▶ [Records for this exercise]
━━━
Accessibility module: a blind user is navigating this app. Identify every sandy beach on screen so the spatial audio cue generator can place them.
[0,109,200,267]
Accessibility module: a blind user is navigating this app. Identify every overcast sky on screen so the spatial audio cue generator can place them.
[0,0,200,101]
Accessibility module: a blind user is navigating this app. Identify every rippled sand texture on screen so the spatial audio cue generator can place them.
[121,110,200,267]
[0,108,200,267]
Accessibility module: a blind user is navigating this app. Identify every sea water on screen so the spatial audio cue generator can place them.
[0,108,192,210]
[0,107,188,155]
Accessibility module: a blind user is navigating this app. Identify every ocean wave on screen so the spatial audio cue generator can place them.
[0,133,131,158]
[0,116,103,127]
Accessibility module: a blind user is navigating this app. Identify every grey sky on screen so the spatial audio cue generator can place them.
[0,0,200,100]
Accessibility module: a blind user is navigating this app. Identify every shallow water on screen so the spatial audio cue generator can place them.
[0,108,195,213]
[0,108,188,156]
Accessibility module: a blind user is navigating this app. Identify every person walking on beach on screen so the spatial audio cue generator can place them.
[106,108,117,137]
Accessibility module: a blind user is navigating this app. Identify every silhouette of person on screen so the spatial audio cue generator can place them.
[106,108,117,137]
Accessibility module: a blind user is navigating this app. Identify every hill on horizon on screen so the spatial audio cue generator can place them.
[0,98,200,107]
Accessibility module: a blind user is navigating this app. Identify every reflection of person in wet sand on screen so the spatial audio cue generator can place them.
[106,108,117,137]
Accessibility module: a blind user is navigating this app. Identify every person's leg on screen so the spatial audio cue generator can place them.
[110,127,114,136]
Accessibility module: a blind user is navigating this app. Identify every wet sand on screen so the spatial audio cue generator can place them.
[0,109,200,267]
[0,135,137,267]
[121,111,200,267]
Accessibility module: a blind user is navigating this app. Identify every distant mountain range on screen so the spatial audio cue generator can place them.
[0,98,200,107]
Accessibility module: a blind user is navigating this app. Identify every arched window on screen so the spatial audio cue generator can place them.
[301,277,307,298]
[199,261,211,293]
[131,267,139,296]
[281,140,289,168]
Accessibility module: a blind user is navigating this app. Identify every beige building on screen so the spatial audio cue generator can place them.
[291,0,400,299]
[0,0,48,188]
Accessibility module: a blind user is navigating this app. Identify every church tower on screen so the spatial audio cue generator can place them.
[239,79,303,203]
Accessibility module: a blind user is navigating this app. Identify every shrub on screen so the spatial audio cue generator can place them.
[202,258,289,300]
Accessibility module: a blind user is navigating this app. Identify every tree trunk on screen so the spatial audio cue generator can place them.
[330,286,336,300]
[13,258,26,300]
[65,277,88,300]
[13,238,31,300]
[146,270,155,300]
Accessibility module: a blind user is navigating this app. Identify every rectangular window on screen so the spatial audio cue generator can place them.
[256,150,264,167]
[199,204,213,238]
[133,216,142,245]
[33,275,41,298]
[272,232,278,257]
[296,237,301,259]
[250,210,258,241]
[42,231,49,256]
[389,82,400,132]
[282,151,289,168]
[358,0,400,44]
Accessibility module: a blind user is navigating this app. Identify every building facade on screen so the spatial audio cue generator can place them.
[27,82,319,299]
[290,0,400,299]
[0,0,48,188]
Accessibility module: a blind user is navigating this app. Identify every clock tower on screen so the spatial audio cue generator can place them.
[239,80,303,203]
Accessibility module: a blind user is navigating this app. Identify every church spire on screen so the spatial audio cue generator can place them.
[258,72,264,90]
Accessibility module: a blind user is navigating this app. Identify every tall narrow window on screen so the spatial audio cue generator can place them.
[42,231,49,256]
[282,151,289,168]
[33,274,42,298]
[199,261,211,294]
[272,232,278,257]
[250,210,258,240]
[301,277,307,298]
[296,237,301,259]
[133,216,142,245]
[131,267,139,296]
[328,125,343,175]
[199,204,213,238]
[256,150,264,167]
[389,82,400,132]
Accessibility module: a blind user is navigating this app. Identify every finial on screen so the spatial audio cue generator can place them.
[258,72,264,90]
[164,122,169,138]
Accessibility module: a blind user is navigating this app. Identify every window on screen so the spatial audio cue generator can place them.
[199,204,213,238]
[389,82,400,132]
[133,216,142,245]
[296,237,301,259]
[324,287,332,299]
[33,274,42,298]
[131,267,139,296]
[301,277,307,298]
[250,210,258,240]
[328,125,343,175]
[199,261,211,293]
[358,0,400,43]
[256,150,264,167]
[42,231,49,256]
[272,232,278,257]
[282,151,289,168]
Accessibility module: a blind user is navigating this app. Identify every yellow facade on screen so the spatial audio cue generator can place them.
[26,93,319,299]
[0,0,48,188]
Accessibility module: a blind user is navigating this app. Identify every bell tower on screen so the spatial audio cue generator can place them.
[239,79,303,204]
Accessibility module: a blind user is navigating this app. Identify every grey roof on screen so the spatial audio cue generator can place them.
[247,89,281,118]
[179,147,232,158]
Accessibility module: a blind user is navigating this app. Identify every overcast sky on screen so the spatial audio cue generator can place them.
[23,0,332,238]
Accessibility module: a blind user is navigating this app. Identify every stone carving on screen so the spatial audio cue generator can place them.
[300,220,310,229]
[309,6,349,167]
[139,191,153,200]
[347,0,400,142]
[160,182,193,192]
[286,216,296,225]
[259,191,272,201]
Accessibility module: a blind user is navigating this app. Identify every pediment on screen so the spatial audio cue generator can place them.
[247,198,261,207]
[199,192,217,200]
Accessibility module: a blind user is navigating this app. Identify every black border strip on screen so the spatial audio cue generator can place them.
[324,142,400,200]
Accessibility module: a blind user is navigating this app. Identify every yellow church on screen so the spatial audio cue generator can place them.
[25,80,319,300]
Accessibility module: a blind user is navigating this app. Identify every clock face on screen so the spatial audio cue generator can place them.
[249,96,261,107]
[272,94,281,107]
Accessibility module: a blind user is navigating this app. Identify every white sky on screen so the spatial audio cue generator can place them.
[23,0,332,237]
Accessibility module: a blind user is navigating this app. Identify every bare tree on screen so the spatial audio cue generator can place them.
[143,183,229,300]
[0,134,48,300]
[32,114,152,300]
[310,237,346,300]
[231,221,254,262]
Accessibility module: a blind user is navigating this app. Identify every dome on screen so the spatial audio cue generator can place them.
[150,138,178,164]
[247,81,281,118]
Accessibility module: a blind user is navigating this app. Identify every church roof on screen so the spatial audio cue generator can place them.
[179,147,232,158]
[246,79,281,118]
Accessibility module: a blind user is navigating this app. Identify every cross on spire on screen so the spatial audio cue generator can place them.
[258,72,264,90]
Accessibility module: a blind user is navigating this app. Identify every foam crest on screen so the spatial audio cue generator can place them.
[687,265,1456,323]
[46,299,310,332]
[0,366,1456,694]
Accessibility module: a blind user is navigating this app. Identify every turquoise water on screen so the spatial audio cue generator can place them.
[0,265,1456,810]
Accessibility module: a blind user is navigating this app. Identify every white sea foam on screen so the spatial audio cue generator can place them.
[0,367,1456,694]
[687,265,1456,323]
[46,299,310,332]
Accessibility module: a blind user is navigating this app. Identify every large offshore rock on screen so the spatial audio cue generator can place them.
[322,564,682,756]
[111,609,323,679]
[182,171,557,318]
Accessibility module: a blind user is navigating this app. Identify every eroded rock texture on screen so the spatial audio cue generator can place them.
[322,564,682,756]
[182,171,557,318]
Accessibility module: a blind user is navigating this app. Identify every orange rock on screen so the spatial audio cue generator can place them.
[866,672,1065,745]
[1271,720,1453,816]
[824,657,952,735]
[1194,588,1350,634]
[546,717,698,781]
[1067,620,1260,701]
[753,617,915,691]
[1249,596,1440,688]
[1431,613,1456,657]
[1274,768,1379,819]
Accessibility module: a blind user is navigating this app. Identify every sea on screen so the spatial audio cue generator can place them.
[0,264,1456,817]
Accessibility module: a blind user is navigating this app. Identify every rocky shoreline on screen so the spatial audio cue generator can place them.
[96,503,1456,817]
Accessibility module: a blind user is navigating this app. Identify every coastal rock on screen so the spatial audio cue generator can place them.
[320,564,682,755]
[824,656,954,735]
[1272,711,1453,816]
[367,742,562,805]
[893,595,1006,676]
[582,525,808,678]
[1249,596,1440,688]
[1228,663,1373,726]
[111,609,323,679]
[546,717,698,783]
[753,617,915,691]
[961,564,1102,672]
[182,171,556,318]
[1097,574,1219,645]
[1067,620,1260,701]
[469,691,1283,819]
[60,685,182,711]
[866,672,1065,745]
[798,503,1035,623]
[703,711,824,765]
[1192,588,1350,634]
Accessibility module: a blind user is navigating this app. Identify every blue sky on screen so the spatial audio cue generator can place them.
━━━
▶ [What to produce] Could you reproduce, word for word, the entries from the line containing "Identify every ocean" through the line containing "[0,0,200,100]", including both of those lines?

▶ [Solved problem]
Accessibility module: a blind user is navigating this app. Identify every ocean wave on screen so the spatial audio cue generator can place them.
[0,133,131,158]
[0,116,103,127]
Accessibility module: a blind user is navigating this app. Identify every grey sky on screen so the spatial audio cue generator can place them.
[0,0,200,100]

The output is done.